Consigne:
Prolongez l'extrait sur les États généraux de 1588 à partir de sa dernière phrase.

Il s'apercevait tous les jours que les députés voulaient le mettre en tutelle. L'échec des derniers États généraux leur avait servi de leçon. En 1576, les trois ordres n'avaient pu se mettre d'accord sur l'étendue de leurs droits. Le Clergé et la Noblesse avaient été d'avis que la volonté unanime des trois ordres devait âtre souveraine, mais le Tiers avait refusé de s'associer à cette prétention. Grâce à ce dissentiment, le Roi était resté libre comme auparavant d'apprécier à sa guise les doléances et d'en tenir compte dans la mesure qui lui plaisait. Les députés de 1588 voulaient que les décisions prises d'un commun accord par la Noblesse, le Clergé et le Tiers, eussent force de loi. C'était changer le caractère et la constitution de la monarchie. Sur le chapitre des impôts, ils se montraient intraitables ; persuadés que des économies suffiraient à rétablir les finances, ils refusèrent à Henri III tout subside, sans cesser de réclamer la continuation de la guerre contre les hérétiques. Pour avoir de l'argent, le Roi caressa les membres du Tiers, s'accusa publiquement devant eux d'avoir mal administré les finances ; il protestait que désormais il aurait l'œil à ses affaires et gouvernerait sévèrement sa maison. Les explications où il descendait compromettaient un peu la majesté royale. Il vouloit régler sa maison et la réduire au petit pied ; s'il avoit trop de deux chapons, il n'en vouloit qu'un, il avoit trop de regret d'avoir vécu de la façon du passé. Les États, loin de se laisser attendrir, exigeaient qu'il réduisît les tailles au taux qu'elles estoient en l'an 1576. Et La Chapelle-Marteau, chargé de lui signifier les décisions du Tiers, s'échappait jusqu'à dire que, si leurs demandes étaient repoussées, ils rentreraient en leurs maisons. Henri III eut l'humiliation d'âtre forcé de recourir aux Guise. Le Duc réunit chez lui les principaux opposants, La Chapelle-Marteau, président, et Bernard, orateur du Tiers-État. Rien n'y fit, il put s'apercevoir ce jour-là qu'il n'était pas tout son parti. La misère était grande dans les provinces. Les trois ordres s'obstinèrent à réclamer la réduction des tailles ; ils demandaient aussi la création d'une Chambre de justice pour juger les partisans, les financiers et les membres du Conseil suspects de malversations.

Données fournies:
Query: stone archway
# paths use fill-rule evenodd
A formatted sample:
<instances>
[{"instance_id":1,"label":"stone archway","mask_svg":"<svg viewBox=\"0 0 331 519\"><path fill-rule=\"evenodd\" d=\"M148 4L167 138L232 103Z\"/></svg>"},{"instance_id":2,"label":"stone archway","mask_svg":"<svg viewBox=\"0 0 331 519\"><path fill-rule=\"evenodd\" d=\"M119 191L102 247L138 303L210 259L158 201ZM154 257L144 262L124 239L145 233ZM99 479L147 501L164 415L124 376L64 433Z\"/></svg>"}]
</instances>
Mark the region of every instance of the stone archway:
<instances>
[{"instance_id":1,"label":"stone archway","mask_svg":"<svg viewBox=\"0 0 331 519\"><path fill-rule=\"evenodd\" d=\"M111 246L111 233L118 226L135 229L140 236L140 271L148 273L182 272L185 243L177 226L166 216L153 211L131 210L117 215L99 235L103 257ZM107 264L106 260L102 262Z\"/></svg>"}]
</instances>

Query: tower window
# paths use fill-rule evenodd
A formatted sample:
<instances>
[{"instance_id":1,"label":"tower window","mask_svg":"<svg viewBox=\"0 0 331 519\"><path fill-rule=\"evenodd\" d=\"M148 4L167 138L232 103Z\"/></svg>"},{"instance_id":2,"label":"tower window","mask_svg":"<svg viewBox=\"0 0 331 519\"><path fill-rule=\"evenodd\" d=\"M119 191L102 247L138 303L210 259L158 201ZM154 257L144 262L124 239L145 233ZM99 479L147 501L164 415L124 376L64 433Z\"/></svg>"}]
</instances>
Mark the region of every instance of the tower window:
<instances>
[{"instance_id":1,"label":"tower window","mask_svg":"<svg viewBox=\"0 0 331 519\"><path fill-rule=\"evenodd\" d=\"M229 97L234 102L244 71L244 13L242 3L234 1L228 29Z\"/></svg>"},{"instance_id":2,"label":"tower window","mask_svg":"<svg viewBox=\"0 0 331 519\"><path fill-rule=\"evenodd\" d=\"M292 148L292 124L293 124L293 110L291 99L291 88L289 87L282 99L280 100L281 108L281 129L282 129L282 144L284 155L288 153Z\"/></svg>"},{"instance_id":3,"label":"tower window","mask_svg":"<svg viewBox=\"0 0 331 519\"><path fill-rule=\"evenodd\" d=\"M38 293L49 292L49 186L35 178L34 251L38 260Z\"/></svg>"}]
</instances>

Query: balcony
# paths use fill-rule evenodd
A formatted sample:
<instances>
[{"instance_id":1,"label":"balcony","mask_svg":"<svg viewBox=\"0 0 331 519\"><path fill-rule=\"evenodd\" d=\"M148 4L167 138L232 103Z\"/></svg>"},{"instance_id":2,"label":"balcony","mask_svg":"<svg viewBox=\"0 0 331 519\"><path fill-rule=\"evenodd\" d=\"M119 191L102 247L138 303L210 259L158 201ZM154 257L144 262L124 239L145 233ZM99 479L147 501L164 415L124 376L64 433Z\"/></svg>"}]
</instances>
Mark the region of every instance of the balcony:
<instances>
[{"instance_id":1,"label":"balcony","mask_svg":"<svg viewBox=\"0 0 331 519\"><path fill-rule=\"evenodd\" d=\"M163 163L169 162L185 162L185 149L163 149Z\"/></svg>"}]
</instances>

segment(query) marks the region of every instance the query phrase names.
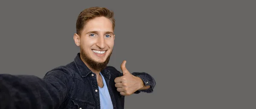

Corrigé:
Le Roi céda en apparence ; ce fut une scène de comédie. Il fit venir les députés du Tiers, parla de son amour pour son peuple et finit par dire : Je vous accorde vos requestes. Alors chacun se mit à crier : Vive le Roi, sans le laisser achever. Aussitôt que les acclamations cessèrent : C'est à la charge, reprit-il, que vous fassiez fonds et que vous donniez des moyens assurés pour l'état de ma maison et fonds de la guerre. Le Tiers, content de sa victoire, vota 120.000 écus, mais quand il s'agit de savoir où les imputer, les difficultés recommencèrent. Henri III revenait à la charge plus pressant, plus souple que jamais ; c'étaient les discours d'un prodigue, qui, à bout de ressources, promet aux autres et se promet à lui-même de recommencer une meilleure vie. Le fonds de la guerre fait, il vouloit, raconte Bernard, les deniers estre distribués par nos mains (les mains des députés)... il nous juroit et promettoit ne vouloir ci-après rien mettre sur son peuple, ce qu'il disoit si assurément qu'il aimerait mieux tout perdre que d'y contrevenir ; et en répétant son premier serment, il dit : Que Dieu m'abisme et me damne si j'y contreviens. J'ai mon salut en recommandation, soyez en assurés. Il est bien vrai que quelques-uns de mon conseil ne sont pas de test avis et disent que ce seroit me régler sur le duc de Venise et rendre mon estat à demi démocratique. Mais je le ferai[4]....

C'est à ces promesses de solliciteur que descendait le roi de France. Mais au fond du cœur il en voulait à mort à ses ennemis du rôle misérable qu'ils le forçaient de jouer.

 

II. — LE MEURTRE DES GUISE.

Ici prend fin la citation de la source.